**** Records shown
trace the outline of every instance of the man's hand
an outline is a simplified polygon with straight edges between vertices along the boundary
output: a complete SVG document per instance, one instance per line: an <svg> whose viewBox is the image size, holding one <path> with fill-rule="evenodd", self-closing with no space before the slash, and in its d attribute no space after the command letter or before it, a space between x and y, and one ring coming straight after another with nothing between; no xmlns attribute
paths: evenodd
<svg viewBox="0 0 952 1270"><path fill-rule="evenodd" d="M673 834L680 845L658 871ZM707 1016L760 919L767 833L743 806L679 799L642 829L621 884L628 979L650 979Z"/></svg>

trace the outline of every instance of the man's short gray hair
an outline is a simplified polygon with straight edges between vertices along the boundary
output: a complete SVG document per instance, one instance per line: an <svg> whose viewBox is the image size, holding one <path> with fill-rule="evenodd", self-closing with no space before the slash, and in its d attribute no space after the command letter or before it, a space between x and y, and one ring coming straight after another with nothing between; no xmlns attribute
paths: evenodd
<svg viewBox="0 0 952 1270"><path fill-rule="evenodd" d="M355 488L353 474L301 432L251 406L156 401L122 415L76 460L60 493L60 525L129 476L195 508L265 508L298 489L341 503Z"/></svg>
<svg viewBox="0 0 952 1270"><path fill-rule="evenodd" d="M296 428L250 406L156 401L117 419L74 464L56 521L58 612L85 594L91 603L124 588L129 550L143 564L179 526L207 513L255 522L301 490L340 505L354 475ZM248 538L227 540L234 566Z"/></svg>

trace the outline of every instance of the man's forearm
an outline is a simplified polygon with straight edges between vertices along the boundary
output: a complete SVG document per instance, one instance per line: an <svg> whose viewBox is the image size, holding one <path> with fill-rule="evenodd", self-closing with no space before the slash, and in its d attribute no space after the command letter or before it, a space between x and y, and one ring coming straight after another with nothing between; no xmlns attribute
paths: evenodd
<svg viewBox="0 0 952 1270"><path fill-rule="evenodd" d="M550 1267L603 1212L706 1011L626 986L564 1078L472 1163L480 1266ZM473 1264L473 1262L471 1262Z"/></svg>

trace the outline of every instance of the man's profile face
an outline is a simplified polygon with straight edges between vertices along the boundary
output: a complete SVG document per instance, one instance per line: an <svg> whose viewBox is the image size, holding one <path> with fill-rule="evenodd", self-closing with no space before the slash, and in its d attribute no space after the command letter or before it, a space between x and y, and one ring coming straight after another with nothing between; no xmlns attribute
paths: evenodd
********
# What to produce
Give every line of the entries above as a Markdown table with the columns Row and Line, numbering the rows in order and leaving out blank lines.

# Result
| Row | Line |
|---|---|
| 1 | trace the outline of every instance of the man's hand |
| 2 | an outline is a simplified polygon with straight edges between vertices along the boundary |
| 3 | output: a complete SVG document per instance, one instance per line: an <svg> whose viewBox is the image size, holding one <path> with fill-rule="evenodd", self-closing with no space before the slash, and in its d attribute no space after the command letter or before it, a space between x and y, and one ring coming straight after another with nothing between; no xmlns attribute |
| 4 | paths: evenodd |
| 5 | <svg viewBox="0 0 952 1270"><path fill-rule="evenodd" d="M673 834L680 845L658 871ZM707 1016L760 919L767 833L743 806L679 799L642 829L621 884L628 979L650 979Z"/></svg> |
| 6 | trace the outline of every instance of the man's short gray hair |
| 7 | an outline is a simplified polygon with straight edges between vertices along the boundary |
| 8 | output: a complete SVG document per instance, one instance per line: an <svg> whose viewBox is the image size, holding one <path> with fill-rule="evenodd", self-closing with no space before the slash, and in its d attribute no space after the command letter or before it, a space between x and y, and one ring coming straight after another with nothing between; no xmlns attribute |
| 9 | paths: evenodd |
| 10 | <svg viewBox="0 0 952 1270"><path fill-rule="evenodd" d="M355 488L353 474L301 432L251 406L156 401L122 415L76 460L60 493L60 525L129 476L195 508L265 508L298 489L341 503Z"/></svg> |
| 11 | <svg viewBox="0 0 952 1270"><path fill-rule="evenodd" d="M296 428L250 406L156 401L117 419L74 464L56 521L58 612L85 594L91 603L124 588L129 550L143 564L179 526L207 513L255 522L301 490L340 505L354 475ZM248 538L227 540L234 566Z"/></svg> |
| 12 | trace the outline of every instance of the man's forearm |
| 13 | an outline is a simplified polygon with straight edges between vertices along the boundary |
| 14 | output: a complete SVG document per instance, one instance per line: an <svg> whose viewBox is the image size, holding one <path> with fill-rule="evenodd", self-closing with no space before the slash, and in its d attribute no space after the command letter or before it, a space between x and y, and one ring coming straight after another with nothing between; no xmlns attribute |
| 15 | paths: evenodd |
| 16 | <svg viewBox="0 0 952 1270"><path fill-rule="evenodd" d="M550 1267L603 1212L706 1011L626 986L564 1078L472 1163L480 1266ZM473 1264L473 1262L471 1262Z"/></svg> |
| 17 | trace the outline of every instance of the man's profile face |
| 18 | an outline is a simplified polygon with straight edges between vertices along the boundary |
| 19 | output: a complete SVG document per instance, one instance per line: an <svg> whose viewBox is the image size, holding one <path> with fill-rule="evenodd", self-closing with no space before the slash, and in its d attribute no space after the command letter or before it, a space between x and y, and one ring coming straight after another with nothing between; no xmlns attribute |
| 20 | paths: evenodd |